→ EXERCISE INSTRUCTIONS: Rewrite the listing from the line with "Can you tell me where the pen tip" to the line with "top-left (0, 170), bottom-right (468, 264)", both included, copying every line and leaving the requests as they are. In the answers, multiply each corner coordinate by 0.3 and round to a whole number, with halves rounding up.
'''
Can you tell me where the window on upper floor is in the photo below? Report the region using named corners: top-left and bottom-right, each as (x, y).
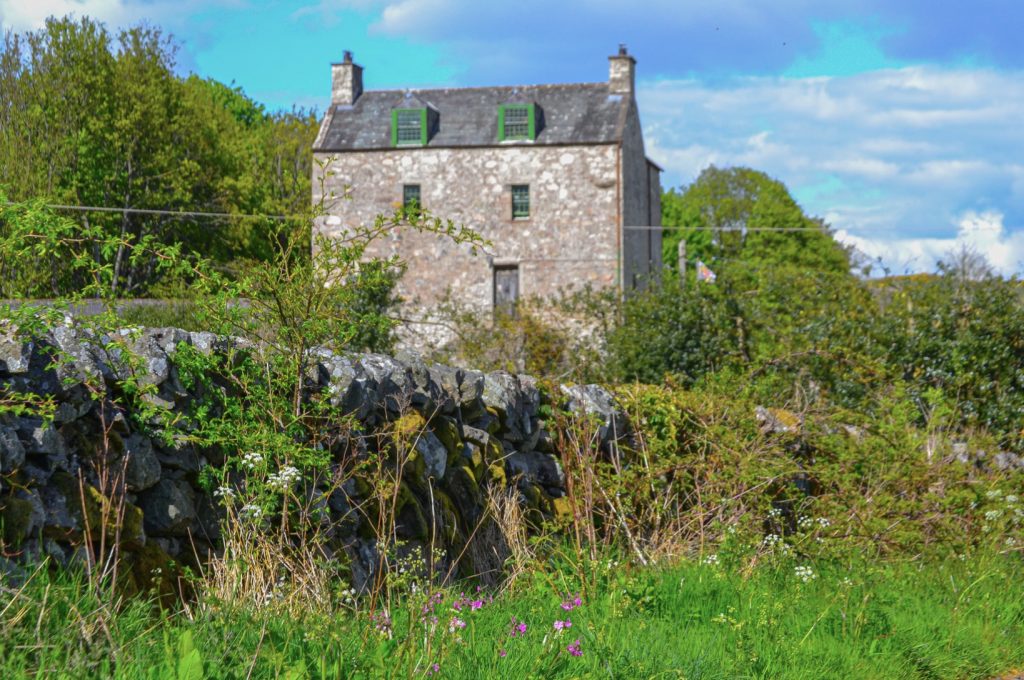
top-left (512, 184), bottom-right (529, 219)
top-left (498, 103), bottom-right (537, 141)
top-left (391, 109), bottom-right (427, 146)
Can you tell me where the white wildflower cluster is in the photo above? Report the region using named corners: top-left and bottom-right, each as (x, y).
top-left (239, 503), bottom-right (263, 519)
top-left (794, 564), bottom-right (818, 583)
top-left (761, 534), bottom-right (790, 555)
top-left (242, 451), bottom-right (263, 470)
top-left (797, 515), bottom-right (831, 530)
top-left (213, 484), bottom-right (234, 501)
top-left (266, 465), bottom-right (302, 491)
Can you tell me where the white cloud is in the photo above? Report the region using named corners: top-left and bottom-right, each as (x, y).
top-left (0, 0), bottom-right (133, 32)
top-left (0, 0), bottom-right (246, 33)
top-left (638, 65), bottom-right (1024, 272)
top-left (836, 211), bottom-right (1024, 275)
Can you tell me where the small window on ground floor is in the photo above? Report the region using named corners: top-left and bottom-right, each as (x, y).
top-left (401, 184), bottom-right (422, 210)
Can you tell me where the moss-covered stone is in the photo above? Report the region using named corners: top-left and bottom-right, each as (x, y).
top-left (483, 437), bottom-right (505, 465)
top-left (394, 484), bottom-right (430, 541)
top-left (121, 541), bottom-right (185, 607)
top-left (487, 463), bottom-right (508, 488)
top-left (484, 407), bottom-right (502, 434)
top-left (430, 416), bottom-right (462, 455)
top-left (551, 496), bottom-right (572, 522)
top-left (82, 486), bottom-right (145, 544)
top-left (519, 484), bottom-right (544, 510)
top-left (444, 465), bottom-right (483, 522)
top-left (0, 497), bottom-right (33, 547)
top-left (434, 490), bottom-right (462, 548)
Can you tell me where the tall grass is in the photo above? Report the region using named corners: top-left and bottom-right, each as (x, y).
top-left (0, 549), bottom-right (1024, 678)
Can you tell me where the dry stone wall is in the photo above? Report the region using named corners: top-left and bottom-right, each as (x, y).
top-left (0, 326), bottom-right (627, 589)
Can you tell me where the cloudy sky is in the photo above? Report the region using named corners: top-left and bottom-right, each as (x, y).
top-left (0, 0), bottom-right (1024, 273)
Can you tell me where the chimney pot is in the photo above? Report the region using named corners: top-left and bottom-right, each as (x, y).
top-left (331, 49), bottom-right (362, 107)
top-left (608, 43), bottom-right (637, 96)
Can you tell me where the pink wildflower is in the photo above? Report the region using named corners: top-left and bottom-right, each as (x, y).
top-left (562, 595), bottom-right (583, 611)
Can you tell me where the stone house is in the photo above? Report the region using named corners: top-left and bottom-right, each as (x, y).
top-left (312, 47), bottom-right (662, 342)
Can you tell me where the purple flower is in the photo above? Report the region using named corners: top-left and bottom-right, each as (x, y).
top-left (562, 595), bottom-right (583, 611)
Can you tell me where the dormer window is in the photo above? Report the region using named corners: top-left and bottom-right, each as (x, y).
top-left (391, 109), bottom-right (427, 146)
top-left (498, 103), bottom-right (537, 141)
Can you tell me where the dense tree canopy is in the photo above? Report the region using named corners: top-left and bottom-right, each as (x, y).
top-left (662, 166), bottom-right (850, 272)
top-left (0, 18), bottom-right (316, 296)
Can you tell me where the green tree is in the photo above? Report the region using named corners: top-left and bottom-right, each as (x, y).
top-left (0, 18), bottom-right (316, 296)
top-left (662, 166), bottom-right (850, 271)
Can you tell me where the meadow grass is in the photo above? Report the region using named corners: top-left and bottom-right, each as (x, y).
top-left (0, 556), bottom-right (1024, 680)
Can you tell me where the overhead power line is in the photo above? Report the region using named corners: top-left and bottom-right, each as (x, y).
top-left (2, 201), bottom-right (987, 233)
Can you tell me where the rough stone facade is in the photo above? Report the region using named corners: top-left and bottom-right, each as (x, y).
top-left (312, 49), bottom-right (662, 350)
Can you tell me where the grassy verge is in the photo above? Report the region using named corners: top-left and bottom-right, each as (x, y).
top-left (0, 556), bottom-right (1024, 679)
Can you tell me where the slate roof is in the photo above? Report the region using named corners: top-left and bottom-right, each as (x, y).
top-left (313, 83), bottom-right (629, 152)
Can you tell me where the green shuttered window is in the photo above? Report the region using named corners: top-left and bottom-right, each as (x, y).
top-left (391, 109), bottom-right (427, 146)
top-left (512, 184), bottom-right (529, 219)
top-left (498, 103), bottom-right (537, 141)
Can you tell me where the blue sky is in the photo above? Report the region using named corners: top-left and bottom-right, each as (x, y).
top-left (0, 0), bottom-right (1024, 273)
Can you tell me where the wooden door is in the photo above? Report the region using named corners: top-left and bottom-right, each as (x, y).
top-left (495, 264), bottom-right (519, 314)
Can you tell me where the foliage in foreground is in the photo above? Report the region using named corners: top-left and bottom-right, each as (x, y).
top-left (0, 554), bottom-right (1024, 679)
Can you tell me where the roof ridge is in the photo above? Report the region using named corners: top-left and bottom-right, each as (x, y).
top-left (362, 82), bottom-right (608, 94)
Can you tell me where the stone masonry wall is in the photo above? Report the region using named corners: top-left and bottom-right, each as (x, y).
top-left (622, 101), bottom-right (662, 290)
top-left (0, 327), bottom-right (627, 590)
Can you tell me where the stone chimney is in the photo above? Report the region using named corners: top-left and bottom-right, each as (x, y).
top-left (608, 45), bottom-right (637, 96)
top-left (331, 49), bottom-right (362, 107)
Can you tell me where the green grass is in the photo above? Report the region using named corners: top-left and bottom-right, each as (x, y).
top-left (0, 556), bottom-right (1024, 679)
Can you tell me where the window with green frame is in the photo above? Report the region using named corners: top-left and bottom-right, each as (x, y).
top-left (498, 103), bottom-right (537, 141)
top-left (512, 184), bottom-right (529, 219)
top-left (401, 184), bottom-right (420, 211)
top-left (391, 109), bottom-right (427, 146)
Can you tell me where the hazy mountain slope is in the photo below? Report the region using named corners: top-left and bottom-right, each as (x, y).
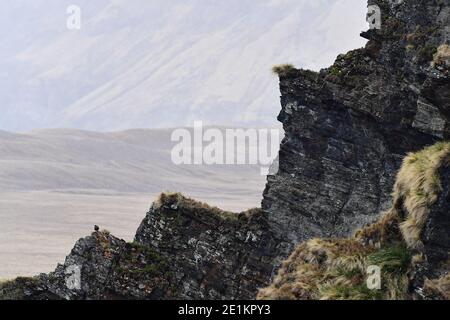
top-left (0, 129), bottom-right (265, 279)
top-left (0, 0), bottom-right (365, 131)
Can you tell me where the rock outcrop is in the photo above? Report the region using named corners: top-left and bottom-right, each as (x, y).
top-left (0, 194), bottom-right (277, 300)
top-left (0, 0), bottom-right (450, 299)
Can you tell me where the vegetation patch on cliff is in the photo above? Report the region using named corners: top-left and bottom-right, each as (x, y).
top-left (258, 142), bottom-right (450, 300)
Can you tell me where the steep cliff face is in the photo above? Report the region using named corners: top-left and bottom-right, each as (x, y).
top-left (263, 0), bottom-right (450, 254)
top-left (258, 143), bottom-right (450, 300)
top-left (0, 0), bottom-right (450, 299)
top-left (0, 194), bottom-right (277, 300)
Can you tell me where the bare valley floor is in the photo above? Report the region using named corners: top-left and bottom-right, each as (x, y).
top-left (0, 190), bottom-right (260, 279)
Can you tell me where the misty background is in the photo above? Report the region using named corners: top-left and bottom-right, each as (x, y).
top-left (0, 0), bottom-right (367, 278)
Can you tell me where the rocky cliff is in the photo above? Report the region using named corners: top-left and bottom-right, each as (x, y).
top-left (263, 0), bottom-right (450, 253)
top-left (0, 0), bottom-right (450, 299)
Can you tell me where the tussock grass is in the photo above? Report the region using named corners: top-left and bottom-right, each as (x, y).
top-left (153, 192), bottom-right (243, 220)
top-left (393, 142), bottom-right (450, 249)
top-left (258, 142), bottom-right (450, 300)
top-left (272, 63), bottom-right (297, 76)
top-left (432, 44), bottom-right (450, 67)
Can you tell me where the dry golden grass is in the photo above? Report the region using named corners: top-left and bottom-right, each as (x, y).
top-left (258, 142), bottom-right (450, 300)
top-left (272, 63), bottom-right (297, 76)
top-left (153, 193), bottom-right (243, 220)
top-left (393, 142), bottom-right (450, 249)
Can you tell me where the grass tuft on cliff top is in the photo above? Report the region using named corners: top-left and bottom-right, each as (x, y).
top-left (272, 63), bottom-right (297, 76)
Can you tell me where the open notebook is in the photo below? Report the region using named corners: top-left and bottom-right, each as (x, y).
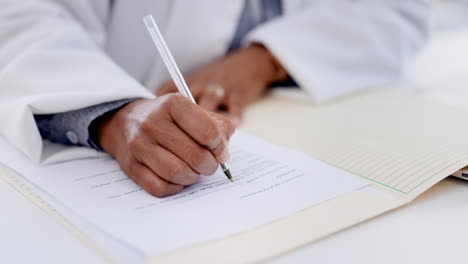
top-left (0, 91), bottom-right (468, 263)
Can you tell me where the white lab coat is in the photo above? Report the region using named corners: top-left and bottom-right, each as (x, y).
top-left (0, 0), bottom-right (429, 162)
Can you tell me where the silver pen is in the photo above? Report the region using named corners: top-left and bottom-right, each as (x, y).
top-left (143, 14), bottom-right (233, 182)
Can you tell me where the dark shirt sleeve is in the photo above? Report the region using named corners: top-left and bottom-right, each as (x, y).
top-left (34, 99), bottom-right (135, 151)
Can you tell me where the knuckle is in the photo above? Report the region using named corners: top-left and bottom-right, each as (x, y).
top-left (194, 150), bottom-right (217, 175)
top-left (205, 122), bottom-right (221, 148)
top-left (147, 181), bottom-right (169, 198)
top-left (166, 164), bottom-right (185, 182)
top-left (160, 93), bottom-right (185, 111)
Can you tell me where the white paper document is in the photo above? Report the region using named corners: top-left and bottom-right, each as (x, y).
top-left (0, 132), bottom-right (367, 256)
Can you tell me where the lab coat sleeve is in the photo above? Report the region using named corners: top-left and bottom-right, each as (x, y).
top-left (247, 0), bottom-right (429, 103)
top-left (0, 0), bottom-right (152, 162)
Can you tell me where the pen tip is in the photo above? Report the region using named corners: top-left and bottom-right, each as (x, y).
top-left (224, 169), bottom-right (234, 182)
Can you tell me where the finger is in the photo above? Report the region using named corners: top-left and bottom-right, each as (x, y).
top-left (210, 113), bottom-right (236, 140)
top-left (156, 81), bottom-right (177, 96)
top-left (198, 88), bottom-right (224, 112)
top-left (154, 119), bottom-right (218, 175)
top-left (138, 145), bottom-right (199, 185)
top-left (166, 95), bottom-right (233, 162)
top-left (127, 161), bottom-right (184, 197)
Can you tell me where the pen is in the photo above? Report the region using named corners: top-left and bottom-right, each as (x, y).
top-left (143, 14), bottom-right (233, 182)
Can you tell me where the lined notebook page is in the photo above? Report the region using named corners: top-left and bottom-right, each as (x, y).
top-left (242, 91), bottom-right (468, 199)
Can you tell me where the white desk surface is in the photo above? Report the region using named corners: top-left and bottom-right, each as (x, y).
top-left (0, 173), bottom-right (468, 264)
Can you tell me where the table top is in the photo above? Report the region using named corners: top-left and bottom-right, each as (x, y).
top-left (0, 170), bottom-right (468, 264)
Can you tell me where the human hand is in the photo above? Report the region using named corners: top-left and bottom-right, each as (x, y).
'''
→ FULL RESPONSE:
Can you tell me where the pen tip is in the photo above? Report the region using named corners: top-left and bottom-right, each as (x, y).
top-left (67, 51), bottom-right (70, 55)
Can you tell me where the finger is in the photo above? Report the region using named corners: top-left and bottom-right, each as (x, y).
top-left (63, 34), bottom-right (71, 42)
top-left (47, 24), bottom-right (53, 29)
top-left (59, 26), bottom-right (67, 34)
top-left (46, 36), bottom-right (65, 53)
top-left (41, 44), bottom-right (60, 56)
top-left (50, 29), bottom-right (70, 49)
top-left (38, 48), bottom-right (55, 59)
Can you tell me where the pen is in the photo above? Report the region using named corners: top-left and bottom-right, each as (x, y).
top-left (43, 4), bottom-right (70, 55)
Can you tell me where the lined notebook page is in the photo above? Report the region using named corners: top-left and bottom-right, each as (x, y).
top-left (73, 27), bottom-right (140, 60)
Can you tell me where the white desk surface is in the photo above? Report the region using named corners: top-left and bottom-right, each as (x, y).
top-left (0, 52), bottom-right (140, 79)
Can you tell me where the table top is in the photo above? Report the region using named corners: top-left and bottom-right, each as (x, y).
top-left (0, 51), bottom-right (140, 79)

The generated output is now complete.